▶ [Assigned task]
Return only how many lines in the data include the string "hair".
───── Task material
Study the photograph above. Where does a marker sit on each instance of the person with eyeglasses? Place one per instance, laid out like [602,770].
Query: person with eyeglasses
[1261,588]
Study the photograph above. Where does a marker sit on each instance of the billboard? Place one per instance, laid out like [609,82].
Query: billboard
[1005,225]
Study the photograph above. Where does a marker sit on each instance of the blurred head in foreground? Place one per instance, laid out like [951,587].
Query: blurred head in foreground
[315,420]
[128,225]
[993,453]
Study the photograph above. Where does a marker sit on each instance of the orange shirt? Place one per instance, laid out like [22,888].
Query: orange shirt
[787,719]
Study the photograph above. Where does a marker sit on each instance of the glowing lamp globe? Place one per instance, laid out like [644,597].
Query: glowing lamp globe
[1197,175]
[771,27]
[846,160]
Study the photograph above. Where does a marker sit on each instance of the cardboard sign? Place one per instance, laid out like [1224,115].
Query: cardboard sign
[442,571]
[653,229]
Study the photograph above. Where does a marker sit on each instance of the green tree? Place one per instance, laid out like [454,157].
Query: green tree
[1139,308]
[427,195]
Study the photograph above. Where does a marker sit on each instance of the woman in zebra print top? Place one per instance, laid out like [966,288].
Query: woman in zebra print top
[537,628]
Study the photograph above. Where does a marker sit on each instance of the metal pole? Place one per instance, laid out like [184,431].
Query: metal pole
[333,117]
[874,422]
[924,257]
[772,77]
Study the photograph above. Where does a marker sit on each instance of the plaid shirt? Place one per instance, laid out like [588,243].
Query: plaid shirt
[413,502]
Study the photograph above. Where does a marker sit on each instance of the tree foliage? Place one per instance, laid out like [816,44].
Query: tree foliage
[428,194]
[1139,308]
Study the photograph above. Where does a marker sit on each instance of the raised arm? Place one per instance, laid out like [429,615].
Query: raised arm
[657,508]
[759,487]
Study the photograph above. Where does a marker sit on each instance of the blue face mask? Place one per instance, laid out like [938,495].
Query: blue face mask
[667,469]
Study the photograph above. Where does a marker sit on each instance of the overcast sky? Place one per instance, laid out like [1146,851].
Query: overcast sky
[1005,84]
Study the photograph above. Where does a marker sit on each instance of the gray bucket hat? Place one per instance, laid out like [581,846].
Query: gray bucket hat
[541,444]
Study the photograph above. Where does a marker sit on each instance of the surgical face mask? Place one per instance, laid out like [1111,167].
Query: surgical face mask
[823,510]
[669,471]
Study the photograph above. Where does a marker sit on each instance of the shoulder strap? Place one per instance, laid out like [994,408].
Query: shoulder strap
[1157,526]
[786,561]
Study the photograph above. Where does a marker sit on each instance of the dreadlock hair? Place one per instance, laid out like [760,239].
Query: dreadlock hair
──────────
▶ [Solution to the problem]
2